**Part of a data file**
---------------

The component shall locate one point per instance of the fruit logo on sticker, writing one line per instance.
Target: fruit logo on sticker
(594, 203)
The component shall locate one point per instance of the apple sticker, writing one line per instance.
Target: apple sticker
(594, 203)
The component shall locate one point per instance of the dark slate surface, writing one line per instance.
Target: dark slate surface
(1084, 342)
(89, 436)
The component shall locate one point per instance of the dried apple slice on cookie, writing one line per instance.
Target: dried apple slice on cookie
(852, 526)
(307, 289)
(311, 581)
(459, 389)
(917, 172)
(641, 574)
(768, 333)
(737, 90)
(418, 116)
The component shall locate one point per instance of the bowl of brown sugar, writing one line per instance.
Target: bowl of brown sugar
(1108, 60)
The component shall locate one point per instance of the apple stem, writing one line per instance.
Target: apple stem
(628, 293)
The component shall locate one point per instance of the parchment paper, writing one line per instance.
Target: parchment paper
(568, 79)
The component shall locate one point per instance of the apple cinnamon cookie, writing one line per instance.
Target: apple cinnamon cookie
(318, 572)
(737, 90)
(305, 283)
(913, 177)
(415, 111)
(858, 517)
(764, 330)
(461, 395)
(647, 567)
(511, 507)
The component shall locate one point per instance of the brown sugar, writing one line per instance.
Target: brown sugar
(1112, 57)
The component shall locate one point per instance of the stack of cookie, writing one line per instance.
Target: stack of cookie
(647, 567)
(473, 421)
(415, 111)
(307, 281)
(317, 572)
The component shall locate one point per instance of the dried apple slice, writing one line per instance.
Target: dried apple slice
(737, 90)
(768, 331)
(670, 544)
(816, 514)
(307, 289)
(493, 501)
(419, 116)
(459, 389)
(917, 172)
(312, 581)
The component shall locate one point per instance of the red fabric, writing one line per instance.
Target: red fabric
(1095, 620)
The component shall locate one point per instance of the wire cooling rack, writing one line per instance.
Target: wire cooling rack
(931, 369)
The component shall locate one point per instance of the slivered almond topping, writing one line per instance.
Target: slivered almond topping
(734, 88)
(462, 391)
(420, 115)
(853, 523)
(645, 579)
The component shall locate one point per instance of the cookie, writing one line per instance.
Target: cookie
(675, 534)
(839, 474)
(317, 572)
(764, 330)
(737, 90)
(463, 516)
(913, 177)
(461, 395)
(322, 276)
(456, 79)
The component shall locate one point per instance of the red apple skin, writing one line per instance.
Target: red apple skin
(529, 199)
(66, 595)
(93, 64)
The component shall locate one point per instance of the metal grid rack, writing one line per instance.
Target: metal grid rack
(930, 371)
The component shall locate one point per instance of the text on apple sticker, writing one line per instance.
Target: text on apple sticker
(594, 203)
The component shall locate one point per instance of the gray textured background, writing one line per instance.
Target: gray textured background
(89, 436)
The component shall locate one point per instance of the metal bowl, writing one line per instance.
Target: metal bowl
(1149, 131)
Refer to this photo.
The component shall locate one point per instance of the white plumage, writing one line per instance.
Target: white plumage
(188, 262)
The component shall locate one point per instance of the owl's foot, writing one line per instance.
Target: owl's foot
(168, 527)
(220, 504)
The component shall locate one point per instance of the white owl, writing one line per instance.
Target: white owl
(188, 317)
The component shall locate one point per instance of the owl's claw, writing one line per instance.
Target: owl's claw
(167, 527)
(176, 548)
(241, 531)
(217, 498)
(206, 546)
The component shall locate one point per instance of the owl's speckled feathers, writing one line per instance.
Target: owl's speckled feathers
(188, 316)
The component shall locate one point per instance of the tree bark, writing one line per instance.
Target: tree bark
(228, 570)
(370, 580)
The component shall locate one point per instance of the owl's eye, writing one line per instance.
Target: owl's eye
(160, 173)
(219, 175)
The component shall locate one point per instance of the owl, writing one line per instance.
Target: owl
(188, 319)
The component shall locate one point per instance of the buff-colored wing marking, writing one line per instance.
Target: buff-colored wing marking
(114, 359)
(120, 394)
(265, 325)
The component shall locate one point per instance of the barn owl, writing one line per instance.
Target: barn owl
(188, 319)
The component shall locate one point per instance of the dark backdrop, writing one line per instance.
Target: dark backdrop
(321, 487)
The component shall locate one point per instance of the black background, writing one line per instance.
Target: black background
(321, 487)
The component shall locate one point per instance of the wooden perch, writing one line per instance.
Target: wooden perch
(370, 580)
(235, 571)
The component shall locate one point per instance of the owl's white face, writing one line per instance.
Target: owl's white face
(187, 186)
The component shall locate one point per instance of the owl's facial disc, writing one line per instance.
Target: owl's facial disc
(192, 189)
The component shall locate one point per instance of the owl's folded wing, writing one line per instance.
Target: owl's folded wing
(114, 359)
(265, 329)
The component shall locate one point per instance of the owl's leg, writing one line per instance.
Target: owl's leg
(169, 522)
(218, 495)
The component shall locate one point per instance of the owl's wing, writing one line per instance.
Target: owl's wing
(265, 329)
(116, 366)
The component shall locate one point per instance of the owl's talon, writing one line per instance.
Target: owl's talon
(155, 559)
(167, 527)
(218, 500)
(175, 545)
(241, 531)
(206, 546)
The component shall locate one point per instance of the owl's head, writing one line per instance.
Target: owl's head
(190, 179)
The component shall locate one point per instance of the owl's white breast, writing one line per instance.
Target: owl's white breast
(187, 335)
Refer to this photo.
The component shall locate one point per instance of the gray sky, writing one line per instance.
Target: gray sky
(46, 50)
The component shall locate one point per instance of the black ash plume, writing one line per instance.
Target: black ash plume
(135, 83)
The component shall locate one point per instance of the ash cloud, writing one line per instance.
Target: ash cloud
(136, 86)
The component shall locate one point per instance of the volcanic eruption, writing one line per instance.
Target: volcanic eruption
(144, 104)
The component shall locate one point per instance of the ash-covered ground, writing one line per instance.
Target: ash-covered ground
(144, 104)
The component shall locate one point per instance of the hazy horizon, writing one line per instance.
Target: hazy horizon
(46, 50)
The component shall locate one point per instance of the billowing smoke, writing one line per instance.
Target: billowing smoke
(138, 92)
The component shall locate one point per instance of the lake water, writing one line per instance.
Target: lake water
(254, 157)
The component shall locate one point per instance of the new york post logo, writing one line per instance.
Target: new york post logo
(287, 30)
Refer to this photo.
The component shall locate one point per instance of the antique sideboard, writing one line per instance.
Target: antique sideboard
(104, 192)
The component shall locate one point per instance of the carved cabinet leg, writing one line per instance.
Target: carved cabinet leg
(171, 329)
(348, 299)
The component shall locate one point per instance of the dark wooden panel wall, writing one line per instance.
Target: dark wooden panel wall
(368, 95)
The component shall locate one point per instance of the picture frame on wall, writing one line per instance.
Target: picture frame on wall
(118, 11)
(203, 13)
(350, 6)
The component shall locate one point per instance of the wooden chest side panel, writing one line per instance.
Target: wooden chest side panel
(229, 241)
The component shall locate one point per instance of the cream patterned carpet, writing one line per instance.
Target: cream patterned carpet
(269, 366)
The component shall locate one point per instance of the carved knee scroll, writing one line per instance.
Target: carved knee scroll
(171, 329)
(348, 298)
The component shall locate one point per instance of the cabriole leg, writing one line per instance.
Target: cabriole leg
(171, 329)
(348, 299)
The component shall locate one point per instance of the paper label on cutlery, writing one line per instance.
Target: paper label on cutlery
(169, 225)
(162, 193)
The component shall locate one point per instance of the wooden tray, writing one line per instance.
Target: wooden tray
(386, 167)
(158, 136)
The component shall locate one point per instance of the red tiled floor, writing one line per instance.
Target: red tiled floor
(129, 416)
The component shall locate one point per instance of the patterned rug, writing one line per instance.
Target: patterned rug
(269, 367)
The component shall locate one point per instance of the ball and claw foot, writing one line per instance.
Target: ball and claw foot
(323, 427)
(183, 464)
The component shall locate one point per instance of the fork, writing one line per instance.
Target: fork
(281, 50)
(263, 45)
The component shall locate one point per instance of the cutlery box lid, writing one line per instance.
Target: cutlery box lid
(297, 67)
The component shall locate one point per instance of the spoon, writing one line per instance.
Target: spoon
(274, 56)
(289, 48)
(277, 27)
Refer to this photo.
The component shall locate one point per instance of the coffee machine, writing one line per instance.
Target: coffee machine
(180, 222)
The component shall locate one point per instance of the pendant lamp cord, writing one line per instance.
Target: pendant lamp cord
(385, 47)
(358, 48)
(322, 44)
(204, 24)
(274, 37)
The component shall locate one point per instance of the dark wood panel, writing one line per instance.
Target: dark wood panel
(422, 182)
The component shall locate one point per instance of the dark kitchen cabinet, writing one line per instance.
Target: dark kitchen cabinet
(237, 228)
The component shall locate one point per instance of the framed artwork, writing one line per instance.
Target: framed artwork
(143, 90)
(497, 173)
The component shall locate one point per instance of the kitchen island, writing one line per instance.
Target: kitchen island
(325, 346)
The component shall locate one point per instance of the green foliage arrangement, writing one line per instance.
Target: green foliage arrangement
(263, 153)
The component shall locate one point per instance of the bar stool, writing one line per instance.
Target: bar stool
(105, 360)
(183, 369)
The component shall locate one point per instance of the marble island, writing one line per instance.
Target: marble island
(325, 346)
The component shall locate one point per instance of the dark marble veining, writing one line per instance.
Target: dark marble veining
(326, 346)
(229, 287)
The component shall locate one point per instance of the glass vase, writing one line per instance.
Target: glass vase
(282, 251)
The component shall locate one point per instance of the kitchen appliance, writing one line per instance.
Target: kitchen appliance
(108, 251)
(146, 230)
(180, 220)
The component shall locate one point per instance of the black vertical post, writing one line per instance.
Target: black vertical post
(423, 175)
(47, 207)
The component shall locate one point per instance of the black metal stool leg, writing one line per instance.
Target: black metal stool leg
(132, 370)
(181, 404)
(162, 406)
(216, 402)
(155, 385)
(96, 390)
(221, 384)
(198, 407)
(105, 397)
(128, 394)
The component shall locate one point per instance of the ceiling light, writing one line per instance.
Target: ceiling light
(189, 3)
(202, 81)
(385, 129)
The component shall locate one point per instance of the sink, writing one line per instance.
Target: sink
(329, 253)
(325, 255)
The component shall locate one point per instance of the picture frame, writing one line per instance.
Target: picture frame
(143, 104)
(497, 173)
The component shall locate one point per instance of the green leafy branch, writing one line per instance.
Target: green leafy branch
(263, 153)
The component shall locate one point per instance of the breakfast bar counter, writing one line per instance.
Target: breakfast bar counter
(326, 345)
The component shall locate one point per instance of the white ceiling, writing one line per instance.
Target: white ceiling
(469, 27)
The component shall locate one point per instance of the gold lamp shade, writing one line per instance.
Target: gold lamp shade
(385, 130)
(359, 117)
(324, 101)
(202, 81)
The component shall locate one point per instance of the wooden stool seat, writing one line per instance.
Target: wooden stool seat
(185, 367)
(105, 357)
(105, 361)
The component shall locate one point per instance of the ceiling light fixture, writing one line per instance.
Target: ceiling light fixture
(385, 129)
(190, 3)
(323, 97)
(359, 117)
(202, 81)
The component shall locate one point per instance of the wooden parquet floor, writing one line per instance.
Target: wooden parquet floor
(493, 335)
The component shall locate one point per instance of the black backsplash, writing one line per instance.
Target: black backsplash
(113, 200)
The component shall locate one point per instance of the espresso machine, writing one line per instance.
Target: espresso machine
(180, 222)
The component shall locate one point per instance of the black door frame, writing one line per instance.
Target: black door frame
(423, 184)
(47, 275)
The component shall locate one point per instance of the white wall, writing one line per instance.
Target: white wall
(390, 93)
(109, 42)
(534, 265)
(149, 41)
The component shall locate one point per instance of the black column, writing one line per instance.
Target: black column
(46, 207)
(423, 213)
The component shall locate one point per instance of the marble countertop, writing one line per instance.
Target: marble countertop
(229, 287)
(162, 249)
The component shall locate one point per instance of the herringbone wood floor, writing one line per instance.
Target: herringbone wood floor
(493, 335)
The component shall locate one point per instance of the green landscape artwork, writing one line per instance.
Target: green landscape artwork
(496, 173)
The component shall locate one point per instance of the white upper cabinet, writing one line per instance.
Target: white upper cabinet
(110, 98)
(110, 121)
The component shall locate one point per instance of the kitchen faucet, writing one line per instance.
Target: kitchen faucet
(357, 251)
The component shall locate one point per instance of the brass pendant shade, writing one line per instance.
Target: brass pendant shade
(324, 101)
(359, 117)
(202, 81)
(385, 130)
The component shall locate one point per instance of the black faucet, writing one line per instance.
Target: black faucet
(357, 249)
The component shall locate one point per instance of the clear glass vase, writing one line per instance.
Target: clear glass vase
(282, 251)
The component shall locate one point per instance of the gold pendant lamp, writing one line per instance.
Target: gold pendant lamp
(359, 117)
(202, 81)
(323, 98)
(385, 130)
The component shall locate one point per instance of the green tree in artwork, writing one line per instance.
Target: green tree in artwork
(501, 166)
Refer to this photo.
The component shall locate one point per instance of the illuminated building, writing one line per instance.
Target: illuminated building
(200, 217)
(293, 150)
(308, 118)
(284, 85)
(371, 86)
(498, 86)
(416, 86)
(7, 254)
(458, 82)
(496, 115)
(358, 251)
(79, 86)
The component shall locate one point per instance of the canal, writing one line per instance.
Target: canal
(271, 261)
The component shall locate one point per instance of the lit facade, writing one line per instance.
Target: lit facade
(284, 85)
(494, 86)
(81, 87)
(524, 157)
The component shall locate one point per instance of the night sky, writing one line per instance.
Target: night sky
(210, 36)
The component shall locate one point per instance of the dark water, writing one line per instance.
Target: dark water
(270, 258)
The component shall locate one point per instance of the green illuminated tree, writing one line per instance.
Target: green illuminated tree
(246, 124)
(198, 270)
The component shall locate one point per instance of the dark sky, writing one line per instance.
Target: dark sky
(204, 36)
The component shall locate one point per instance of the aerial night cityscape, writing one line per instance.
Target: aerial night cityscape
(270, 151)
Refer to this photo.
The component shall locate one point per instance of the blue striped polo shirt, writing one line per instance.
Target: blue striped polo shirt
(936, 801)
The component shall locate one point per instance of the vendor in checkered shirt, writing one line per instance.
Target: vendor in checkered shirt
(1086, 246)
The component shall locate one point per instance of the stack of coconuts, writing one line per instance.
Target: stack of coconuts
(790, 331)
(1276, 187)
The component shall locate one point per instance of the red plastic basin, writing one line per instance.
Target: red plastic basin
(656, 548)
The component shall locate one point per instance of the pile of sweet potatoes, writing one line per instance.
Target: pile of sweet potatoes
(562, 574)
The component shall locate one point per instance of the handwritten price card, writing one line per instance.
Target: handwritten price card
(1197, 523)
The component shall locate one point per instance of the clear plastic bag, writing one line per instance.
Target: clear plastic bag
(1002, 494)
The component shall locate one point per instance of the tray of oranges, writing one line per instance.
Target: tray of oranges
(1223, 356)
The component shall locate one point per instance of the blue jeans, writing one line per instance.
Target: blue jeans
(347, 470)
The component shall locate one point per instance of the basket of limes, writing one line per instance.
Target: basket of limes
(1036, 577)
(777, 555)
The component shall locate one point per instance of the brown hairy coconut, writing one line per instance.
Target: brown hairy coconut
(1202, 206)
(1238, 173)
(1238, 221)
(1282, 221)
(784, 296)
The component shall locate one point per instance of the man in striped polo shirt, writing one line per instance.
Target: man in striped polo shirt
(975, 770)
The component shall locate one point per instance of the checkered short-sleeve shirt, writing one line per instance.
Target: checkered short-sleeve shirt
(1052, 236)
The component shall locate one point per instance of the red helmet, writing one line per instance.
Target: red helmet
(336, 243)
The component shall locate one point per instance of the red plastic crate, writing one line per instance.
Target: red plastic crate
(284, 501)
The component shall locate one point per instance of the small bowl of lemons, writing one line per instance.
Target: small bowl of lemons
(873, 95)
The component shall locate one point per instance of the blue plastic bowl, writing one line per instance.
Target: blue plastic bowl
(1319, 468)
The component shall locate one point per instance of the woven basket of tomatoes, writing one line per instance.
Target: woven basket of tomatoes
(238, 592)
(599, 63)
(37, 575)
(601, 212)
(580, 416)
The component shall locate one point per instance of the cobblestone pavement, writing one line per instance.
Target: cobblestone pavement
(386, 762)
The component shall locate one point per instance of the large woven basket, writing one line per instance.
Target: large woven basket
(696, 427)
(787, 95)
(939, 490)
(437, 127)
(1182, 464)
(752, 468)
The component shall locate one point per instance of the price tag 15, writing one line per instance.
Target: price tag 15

---------------

**OBJECTIVE**
Copy out the stretch from the line containing "The component shall locate one point per instance of the large" through the end of the entries, replacing "woven basket" with "wicker basket" and keeping everything else the same.

**RIGHT ANSWER**
The component shall locate one point per instance of the large wicker basket, writing one line per instance.
Target: large wicker basket
(696, 427)
(787, 95)
(939, 490)
(437, 127)
(1182, 464)
(752, 468)
The component shall locate one point per instance of the price tag 15, writing one line per instance.
Target: price tag 15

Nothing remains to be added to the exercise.